Short task = Please carry on the promissory note text below, writing what comes after its last sentence on discovery in the judicial reference section.

Source document =

#####

Upon default, only after Borrower has exhausted all remedies under the Cure Provisions section as set forth above, Lender
may declare the entire unpaid principal balance under this Note and all accrued unpaid interest immediately due, and then Borrower
will pay that amount.

 

    	2

    	 

    

 

JUDICIAL REFERENCE.
If the waiver of the right to a trial by jury is not enforceable, the parties hereto agree that any and all disputes or controversies
of any nature between them arising at any time shall be decided by a reference to a private judge, mutually selected by the parties
or, if they cannot agree, then any party may seek to have a private judge appointed in accordance with California Code of Civil
Procedure §§ 638 and 640 (or pursuant to comparable provisions of federal law if the dispute falls within the exclusive
jurisdiction of the federal courts). The reference proceedings shall be conducted pursuant to and in accordance with the provisions
of California Code of Civil Procedure §§ 638 through 645.1, inclusive. The private judge shall have the power, among
others, to grant provisional relief, including without limitation, entering temporary restraining orders, issuing preliminary
and permanent injunctions and appointing receivers. All such proceedings shall be closed to the public and confidential and all
records relating thereto shall be permanently sealed. If during the course of any dispute, a party desires to seek provisional
relief, but a judge has not been appointed at that point pursuant to the judicial reference procedures, then such party may apply
to the Court for such relief. The proceeding before the private judge shall be conducted in the same manner as it would be before
a court under the rules of evidence applicable to judicial proceedings. The parties shall be entitled to discovery which shall
be conducted in the same manner as it would be before a court under the rules of discovery applicable to judicial proceedings.

#####

Information given =
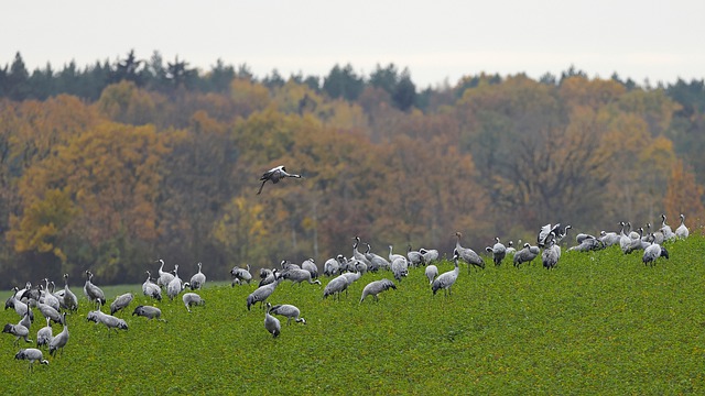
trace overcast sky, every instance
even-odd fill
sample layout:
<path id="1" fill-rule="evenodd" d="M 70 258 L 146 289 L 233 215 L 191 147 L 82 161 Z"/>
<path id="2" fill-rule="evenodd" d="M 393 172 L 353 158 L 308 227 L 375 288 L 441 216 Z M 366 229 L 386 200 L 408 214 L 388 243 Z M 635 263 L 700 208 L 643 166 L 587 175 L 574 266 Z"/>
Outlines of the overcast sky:
<path id="1" fill-rule="evenodd" d="M 9 1 L 0 6 L 0 66 L 83 68 L 133 48 L 207 70 L 218 58 L 324 77 L 336 64 L 369 75 L 408 67 L 420 87 L 481 72 L 651 84 L 705 77 L 705 1 Z"/>

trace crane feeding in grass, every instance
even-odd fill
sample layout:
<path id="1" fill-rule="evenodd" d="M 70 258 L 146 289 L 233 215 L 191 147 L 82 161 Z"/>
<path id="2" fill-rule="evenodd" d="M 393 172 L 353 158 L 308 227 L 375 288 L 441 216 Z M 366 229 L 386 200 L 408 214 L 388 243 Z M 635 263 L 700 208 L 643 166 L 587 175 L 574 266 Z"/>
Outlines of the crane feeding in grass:
<path id="1" fill-rule="evenodd" d="M 184 295 L 185 296 L 185 295 Z M 186 307 L 188 308 L 188 307 Z M 134 308 L 134 311 L 132 311 L 132 316 L 141 316 L 141 317 L 145 317 L 147 319 L 156 319 L 156 320 L 161 320 L 161 321 L 166 321 L 164 319 L 162 319 L 162 310 L 156 308 L 156 307 L 152 307 L 152 306 L 137 306 Z"/>
<path id="2" fill-rule="evenodd" d="M 199 262 L 197 265 L 198 265 L 198 272 L 195 273 L 191 277 L 191 280 L 188 282 L 188 285 L 189 285 L 192 290 L 199 289 L 199 288 L 203 287 L 203 285 L 206 284 L 206 275 L 200 271 L 200 266 L 203 264 Z"/>
<path id="3" fill-rule="evenodd" d="M 200 296 L 195 293 L 184 293 L 182 300 L 184 301 L 188 314 L 191 314 L 191 307 L 206 305 L 206 300 L 200 298 Z"/>
<path id="4" fill-rule="evenodd" d="M 48 365 L 48 361 L 44 359 L 44 354 L 42 351 L 35 348 L 21 349 L 15 355 L 17 360 L 25 360 L 30 362 L 30 372 L 34 371 L 34 362 L 40 362 L 40 364 Z"/>
<path id="5" fill-rule="evenodd" d="M 389 289 L 397 289 L 397 285 L 394 285 L 393 282 L 391 282 L 390 279 L 379 279 L 379 280 L 372 280 L 370 283 L 368 283 L 365 288 L 362 288 L 362 296 L 360 297 L 360 304 L 362 304 L 362 301 L 365 300 L 365 297 L 367 296 L 372 296 L 375 297 L 376 301 L 379 301 L 379 297 L 378 295 L 384 290 L 389 290 Z"/>
<path id="6" fill-rule="evenodd" d="M 306 324 L 306 319 L 301 318 L 301 310 L 291 304 L 278 304 L 271 307 L 270 312 L 272 315 L 281 315 L 286 317 L 286 326 L 291 324 L 291 320 L 294 319 L 296 323 Z"/>
<path id="7" fill-rule="evenodd" d="M 455 242 L 455 250 L 458 252 L 459 260 L 463 260 L 468 264 L 467 270 L 470 271 L 470 265 L 485 270 L 485 261 L 479 256 L 479 254 L 470 248 L 460 246 L 460 238 L 463 238 L 463 234 L 458 231 L 455 233 L 455 237 L 457 238 Z"/>
<path id="8" fill-rule="evenodd" d="M 86 270 L 86 284 L 84 285 L 84 295 L 86 295 L 86 297 L 88 297 L 91 302 L 101 306 L 106 304 L 106 295 L 105 293 L 102 293 L 102 289 L 100 289 L 100 287 L 94 285 L 93 273 L 90 272 L 90 270 Z"/>
<path id="9" fill-rule="evenodd" d="M 453 251 L 453 262 L 455 263 L 455 268 L 438 275 L 438 277 L 433 280 L 433 284 L 431 284 L 431 290 L 433 292 L 434 296 L 440 289 L 443 289 L 446 295 L 451 295 L 451 287 L 453 287 L 458 278 L 458 274 L 460 273 L 460 268 L 458 267 L 459 258 L 460 253 L 456 249 Z"/>
<path id="10" fill-rule="evenodd" d="M 267 311 L 264 312 L 264 329 L 269 331 L 274 338 L 279 337 L 279 333 L 282 330 L 282 326 L 279 322 L 279 319 L 274 318 L 270 315 L 272 310 L 272 305 L 267 302 Z"/>

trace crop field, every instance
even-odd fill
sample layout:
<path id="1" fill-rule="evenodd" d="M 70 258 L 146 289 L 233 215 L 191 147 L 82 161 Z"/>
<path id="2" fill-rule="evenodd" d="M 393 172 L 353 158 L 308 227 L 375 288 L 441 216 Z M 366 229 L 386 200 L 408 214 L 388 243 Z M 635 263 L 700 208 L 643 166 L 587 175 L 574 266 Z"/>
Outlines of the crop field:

#####

Output for this exercise =
The private judge shall oversee discovery and may enforce all discovery rules and orders applicable to judicial proceedings in
the same manner as a trial court judge. The parties agree that the selected or appointed private judge shall have the power to
decide all issues in the action or proceeding, whether of fact or of law, and shall report a statement of decision thereon pursuant
to California Code of Civil Procedure § 644(a). Nothing in this paragraph shall limit the right of any party at any time
to exercise self-help remedies, foreclose against collateral, or obtain provisional remedies. The private judge shall also determine
all issues relating to the applicability, interpretation, and enforceability of this paragraph.

 

The parties agree
that time is of the essence in conducting the referenced proceedings. The parties shall promptly and diligently cooperate with
one another and the referee, and shall perform such acts as may be necessary to obtain prompt and expeditious resolution of the
dispute or controversy in accordance with the terms hereof. The costs shall be borne equally by the parties.

 

ATTORNEYS' FEES;
EXPENSES. Lender may hire or pay someone else to help collect this Note if Borrower does not pay. Borrower will pay Lender
fees incurred in any attempt to collect. This includes, subject to any limits under applicable law, Lender's attorneys' fees and
Lender's legal expenses, whether or not there is a lawsuit, including attorneys' fees, expenses for bankruptcy proceedings (including
efforts to modify or vacate any automatic stay or injunction), and appeals. Borrower also will pay any court costs, in addition
to all other sums provided by law.

 

JURY WAIVER.
To the extent permitted by applicable law, Lender and Borrower hereby waive the right to any jury trial in any action, proceeding,
or counterclaim brought by either Lender or Borrower against the other.

 

GOVERNING LAW.
This Note will be governed by federal law applicable to Lender and, to the extent not preempted by federal law, the laws of the
State of California without regard to its conflicts of law provisions. This Note has been accepted by Lender in the State of California.

 

DISHONORED ITEM
FEE. Borrower will pay a fee to Lender of $25.00 if Borrower makes a payment on Borrower's loan and the check or preauthorized
charge with which Borrower pays is later dishonored.

 

RIGHT OF SETOFF.
To the extent permitted by applicable law, Lender reserves a right of setoff in all Borrower's accounts with Lender (whether
checking, savings, or some other account). This includes all accounts Borrower holds jointly with someone else and all accounts
Borrower may open in the future. However, this does not include any IRA or Keogh accounts, or any trust accounts for which setoff
would be prohibited by law. Borrower authorizes Lender, to the extent permitted by applicable law, to charge or setoff all sums
owing on the indebtedness against any and all such accounts, and, at Lender's option, to administratively freeze all such accounts
to allow Lender to protect Lender's charge and setoff rights provided in this paragraph.

 

COLLATERAL.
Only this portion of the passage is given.